(Some records)
- - - - -
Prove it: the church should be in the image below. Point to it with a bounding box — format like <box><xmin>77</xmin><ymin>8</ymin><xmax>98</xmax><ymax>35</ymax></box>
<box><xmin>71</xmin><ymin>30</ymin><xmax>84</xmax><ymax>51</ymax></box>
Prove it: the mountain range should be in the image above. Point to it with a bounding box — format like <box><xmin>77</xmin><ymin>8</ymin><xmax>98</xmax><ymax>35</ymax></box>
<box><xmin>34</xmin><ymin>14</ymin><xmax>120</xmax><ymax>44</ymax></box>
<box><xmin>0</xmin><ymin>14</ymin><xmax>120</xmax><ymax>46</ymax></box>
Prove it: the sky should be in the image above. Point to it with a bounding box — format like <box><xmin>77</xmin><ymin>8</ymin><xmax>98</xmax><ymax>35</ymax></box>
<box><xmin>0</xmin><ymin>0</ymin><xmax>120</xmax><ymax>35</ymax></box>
- - - - -
Rewrite the records from the line containing "Prove it: the mountain" through the end, replacing "bounding box" with "rectangle" and changing nothing else. Return only those lines.

Prove it: the mountain range should be in the image above. Point to it with a rectangle — format like <box><xmin>77</xmin><ymin>8</ymin><xmax>98</xmax><ymax>35</ymax></box>
<box><xmin>34</xmin><ymin>14</ymin><xmax>120</xmax><ymax>44</ymax></box>
<box><xmin>0</xmin><ymin>14</ymin><xmax>120</xmax><ymax>46</ymax></box>
Prove it: the sky should be in the image above. Point to it with a rectangle — format like <box><xmin>77</xmin><ymin>8</ymin><xmax>98</xmax><ymax>35</ymax></box>
<box><xmin>0</xmin><ymin>0</ymin><xmax>120</xmax><ymax>35</ymax></box>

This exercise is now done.